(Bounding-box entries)
##########
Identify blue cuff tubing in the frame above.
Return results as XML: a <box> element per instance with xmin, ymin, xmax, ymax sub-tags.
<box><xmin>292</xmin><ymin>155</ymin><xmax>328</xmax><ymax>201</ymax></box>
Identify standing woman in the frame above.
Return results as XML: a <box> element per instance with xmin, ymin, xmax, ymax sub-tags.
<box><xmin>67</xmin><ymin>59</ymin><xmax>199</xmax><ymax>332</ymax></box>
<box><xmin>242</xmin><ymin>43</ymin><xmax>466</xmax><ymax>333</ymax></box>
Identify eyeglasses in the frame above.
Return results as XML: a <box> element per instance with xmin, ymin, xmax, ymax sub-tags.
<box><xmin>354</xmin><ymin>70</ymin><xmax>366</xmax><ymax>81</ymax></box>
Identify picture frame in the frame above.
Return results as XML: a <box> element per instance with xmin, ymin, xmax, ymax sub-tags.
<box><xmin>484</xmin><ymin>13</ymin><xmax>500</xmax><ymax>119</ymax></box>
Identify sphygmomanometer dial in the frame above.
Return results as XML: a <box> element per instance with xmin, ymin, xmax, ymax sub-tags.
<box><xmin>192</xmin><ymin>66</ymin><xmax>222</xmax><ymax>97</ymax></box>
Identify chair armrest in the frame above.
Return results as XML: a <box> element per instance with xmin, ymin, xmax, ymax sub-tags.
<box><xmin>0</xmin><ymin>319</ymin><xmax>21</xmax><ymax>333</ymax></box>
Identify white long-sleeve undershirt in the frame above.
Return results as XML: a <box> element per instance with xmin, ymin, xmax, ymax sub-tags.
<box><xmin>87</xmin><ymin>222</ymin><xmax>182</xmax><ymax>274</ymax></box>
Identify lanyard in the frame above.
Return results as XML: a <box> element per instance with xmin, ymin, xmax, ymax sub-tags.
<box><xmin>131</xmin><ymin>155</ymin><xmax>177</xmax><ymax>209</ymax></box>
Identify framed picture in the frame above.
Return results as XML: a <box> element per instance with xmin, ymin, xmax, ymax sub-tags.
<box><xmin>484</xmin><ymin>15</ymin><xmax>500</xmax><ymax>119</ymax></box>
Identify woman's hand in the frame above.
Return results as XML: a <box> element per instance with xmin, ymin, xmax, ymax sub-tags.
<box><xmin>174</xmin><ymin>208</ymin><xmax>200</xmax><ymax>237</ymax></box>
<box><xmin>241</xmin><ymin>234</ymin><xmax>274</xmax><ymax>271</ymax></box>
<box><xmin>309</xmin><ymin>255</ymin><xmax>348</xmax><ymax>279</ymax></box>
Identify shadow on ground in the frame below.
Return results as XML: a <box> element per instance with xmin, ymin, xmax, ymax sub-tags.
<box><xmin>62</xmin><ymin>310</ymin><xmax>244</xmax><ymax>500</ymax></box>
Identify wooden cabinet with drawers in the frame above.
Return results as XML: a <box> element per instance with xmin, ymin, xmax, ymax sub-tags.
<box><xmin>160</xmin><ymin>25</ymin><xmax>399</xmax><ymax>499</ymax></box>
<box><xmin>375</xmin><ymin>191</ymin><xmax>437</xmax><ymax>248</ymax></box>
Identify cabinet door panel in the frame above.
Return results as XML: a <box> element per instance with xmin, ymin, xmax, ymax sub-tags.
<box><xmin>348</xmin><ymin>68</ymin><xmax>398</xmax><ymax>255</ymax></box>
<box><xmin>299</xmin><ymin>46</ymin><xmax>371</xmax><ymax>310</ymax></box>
##########
What the task requires — Count the lines in the entries above that contain the word "picture", and give only that number.

Solution below — 2